◆ Task directions
Locate every line in the items below that contains the string "edge" and copy each one out. The match is case-sensitive.

++++ Source material ++++

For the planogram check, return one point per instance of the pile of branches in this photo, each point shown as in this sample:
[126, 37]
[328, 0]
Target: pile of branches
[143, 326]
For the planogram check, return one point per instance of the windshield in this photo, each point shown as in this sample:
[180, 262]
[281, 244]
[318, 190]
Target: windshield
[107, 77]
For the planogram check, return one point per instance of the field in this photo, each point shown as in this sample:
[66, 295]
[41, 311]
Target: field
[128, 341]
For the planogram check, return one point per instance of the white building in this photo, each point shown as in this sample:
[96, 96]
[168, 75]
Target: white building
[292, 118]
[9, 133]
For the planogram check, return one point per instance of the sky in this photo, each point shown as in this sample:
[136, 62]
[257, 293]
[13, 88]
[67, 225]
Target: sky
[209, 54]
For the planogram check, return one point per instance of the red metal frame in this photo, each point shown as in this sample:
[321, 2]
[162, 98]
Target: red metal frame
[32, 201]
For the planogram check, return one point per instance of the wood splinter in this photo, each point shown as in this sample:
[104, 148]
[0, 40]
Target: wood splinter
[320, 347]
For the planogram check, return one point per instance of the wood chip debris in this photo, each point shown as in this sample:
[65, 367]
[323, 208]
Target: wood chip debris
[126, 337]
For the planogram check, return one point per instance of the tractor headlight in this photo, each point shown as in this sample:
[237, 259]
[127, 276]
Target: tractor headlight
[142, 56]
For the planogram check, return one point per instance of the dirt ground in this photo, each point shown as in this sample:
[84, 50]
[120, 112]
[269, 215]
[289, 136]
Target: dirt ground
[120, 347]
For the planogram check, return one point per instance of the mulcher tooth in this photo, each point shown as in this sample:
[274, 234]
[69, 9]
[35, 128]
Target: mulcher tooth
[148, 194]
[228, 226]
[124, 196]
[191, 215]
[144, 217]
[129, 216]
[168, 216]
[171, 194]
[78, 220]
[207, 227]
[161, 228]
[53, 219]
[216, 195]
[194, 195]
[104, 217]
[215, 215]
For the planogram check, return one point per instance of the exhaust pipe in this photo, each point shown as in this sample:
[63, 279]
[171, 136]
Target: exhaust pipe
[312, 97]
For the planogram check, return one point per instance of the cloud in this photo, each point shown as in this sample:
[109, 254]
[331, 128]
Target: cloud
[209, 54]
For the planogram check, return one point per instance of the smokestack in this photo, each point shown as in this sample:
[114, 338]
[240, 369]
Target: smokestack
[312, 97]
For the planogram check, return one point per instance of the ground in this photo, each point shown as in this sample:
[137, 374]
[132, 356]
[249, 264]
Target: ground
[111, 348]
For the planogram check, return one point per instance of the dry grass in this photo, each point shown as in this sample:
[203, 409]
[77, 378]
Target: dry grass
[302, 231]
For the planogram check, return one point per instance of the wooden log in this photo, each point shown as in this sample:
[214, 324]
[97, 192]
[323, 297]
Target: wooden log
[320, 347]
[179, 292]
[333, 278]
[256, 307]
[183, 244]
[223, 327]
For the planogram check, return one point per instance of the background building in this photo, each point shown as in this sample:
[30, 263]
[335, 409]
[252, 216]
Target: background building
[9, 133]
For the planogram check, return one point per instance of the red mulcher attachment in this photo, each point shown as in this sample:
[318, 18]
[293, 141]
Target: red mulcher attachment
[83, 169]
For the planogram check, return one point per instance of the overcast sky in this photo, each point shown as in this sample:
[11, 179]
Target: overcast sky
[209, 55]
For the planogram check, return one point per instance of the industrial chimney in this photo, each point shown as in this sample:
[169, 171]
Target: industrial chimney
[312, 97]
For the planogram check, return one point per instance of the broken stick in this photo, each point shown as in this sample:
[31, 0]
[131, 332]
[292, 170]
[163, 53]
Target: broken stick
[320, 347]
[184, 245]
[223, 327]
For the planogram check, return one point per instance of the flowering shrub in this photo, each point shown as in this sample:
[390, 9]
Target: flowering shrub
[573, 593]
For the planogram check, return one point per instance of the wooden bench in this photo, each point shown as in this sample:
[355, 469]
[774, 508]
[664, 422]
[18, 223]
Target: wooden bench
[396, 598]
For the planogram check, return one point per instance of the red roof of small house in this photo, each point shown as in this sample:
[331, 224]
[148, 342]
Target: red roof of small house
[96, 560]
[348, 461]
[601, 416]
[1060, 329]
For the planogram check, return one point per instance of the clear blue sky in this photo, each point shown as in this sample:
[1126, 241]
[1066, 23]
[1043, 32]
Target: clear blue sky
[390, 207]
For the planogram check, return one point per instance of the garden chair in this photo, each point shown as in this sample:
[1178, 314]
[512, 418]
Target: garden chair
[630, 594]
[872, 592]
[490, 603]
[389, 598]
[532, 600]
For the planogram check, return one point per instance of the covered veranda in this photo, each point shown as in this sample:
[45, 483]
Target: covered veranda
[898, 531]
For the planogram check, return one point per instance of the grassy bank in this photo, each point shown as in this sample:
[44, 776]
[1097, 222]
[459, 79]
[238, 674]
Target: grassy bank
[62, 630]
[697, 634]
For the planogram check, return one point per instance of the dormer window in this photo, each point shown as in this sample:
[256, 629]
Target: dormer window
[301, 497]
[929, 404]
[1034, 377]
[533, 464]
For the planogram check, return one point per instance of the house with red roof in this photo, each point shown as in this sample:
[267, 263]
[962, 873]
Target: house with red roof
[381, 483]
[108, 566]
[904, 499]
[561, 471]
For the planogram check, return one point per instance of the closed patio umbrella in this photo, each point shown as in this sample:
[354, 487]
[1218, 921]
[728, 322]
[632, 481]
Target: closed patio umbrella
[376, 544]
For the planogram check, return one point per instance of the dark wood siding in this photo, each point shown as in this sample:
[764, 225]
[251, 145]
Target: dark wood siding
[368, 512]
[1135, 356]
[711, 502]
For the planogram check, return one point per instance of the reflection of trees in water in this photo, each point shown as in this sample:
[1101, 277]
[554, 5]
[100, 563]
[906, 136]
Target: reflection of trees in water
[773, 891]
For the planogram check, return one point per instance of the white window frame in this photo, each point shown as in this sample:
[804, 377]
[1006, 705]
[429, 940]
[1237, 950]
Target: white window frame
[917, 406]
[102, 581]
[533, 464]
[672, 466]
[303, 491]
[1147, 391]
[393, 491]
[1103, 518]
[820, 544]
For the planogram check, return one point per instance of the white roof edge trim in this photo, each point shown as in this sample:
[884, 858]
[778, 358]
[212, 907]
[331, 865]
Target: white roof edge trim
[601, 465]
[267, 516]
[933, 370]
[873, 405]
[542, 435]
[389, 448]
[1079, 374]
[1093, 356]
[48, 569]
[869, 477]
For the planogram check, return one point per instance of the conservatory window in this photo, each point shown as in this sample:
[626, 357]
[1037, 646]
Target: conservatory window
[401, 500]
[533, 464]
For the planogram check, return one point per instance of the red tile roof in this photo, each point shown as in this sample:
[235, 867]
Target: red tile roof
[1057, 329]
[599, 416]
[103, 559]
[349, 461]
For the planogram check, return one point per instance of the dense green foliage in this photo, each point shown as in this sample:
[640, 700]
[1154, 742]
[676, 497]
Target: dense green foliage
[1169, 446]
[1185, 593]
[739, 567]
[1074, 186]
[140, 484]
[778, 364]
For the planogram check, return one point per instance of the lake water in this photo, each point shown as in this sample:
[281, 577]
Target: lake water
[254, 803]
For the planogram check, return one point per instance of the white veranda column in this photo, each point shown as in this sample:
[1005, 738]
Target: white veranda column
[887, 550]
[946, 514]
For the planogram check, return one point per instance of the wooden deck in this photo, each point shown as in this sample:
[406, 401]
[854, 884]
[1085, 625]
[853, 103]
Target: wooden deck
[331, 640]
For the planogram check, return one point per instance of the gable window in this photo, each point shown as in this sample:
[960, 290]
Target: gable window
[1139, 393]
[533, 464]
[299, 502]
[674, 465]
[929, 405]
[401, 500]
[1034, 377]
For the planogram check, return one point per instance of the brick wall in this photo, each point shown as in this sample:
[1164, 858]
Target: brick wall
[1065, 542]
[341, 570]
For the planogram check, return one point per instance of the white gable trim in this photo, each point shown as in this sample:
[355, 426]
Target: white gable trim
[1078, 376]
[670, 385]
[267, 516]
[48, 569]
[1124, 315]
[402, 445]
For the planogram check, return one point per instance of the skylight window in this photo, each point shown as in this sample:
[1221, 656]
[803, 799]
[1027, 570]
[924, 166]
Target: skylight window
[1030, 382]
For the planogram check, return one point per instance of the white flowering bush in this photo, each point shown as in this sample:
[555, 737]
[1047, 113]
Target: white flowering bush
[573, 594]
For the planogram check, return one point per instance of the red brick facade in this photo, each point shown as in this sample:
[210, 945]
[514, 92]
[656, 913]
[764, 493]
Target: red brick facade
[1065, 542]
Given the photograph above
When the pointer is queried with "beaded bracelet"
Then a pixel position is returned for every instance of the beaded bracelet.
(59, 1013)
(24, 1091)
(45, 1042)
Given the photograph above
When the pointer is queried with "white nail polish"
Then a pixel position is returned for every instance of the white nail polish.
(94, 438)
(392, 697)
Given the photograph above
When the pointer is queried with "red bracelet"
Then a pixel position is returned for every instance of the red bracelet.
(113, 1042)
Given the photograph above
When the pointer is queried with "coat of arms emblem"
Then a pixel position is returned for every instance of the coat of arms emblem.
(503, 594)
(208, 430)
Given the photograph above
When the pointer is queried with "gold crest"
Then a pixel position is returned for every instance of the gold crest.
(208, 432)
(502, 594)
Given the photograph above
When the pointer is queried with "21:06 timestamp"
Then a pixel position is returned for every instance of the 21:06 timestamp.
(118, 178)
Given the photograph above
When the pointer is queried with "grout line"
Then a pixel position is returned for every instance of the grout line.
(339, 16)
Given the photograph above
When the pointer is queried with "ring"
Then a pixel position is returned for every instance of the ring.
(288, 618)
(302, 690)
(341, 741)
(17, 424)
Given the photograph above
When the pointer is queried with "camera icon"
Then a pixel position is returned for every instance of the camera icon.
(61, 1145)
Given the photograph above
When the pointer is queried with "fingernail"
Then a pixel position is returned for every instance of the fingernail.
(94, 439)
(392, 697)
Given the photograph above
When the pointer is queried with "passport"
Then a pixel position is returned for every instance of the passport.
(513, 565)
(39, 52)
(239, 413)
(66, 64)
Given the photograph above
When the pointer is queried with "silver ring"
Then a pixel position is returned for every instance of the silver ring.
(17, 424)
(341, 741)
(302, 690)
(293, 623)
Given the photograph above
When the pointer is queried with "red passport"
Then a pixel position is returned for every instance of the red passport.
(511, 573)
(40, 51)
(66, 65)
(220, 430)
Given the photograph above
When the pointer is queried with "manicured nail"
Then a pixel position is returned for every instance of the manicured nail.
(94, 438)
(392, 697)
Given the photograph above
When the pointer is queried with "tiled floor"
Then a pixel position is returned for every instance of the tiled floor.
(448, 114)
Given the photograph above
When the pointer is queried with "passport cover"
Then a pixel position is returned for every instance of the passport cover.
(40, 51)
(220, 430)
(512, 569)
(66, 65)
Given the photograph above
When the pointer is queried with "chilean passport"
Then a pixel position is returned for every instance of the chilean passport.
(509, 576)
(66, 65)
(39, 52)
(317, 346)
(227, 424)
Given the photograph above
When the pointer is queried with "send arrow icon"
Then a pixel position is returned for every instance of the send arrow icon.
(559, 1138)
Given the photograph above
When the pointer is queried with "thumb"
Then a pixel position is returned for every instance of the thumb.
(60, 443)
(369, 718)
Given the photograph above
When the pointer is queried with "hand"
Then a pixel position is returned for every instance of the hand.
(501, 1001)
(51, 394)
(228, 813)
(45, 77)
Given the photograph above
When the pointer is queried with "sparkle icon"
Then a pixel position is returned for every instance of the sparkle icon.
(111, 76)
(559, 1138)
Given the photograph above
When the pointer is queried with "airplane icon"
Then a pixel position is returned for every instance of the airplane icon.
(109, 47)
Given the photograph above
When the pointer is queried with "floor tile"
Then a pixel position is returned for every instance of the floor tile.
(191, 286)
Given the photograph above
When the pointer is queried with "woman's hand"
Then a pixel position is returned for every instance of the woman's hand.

++++

◆ Output of the task
For the planogram check, return one point per instance of the white roof edge trim in this photo, each point shown as in this sample:
Target: white roof edge trim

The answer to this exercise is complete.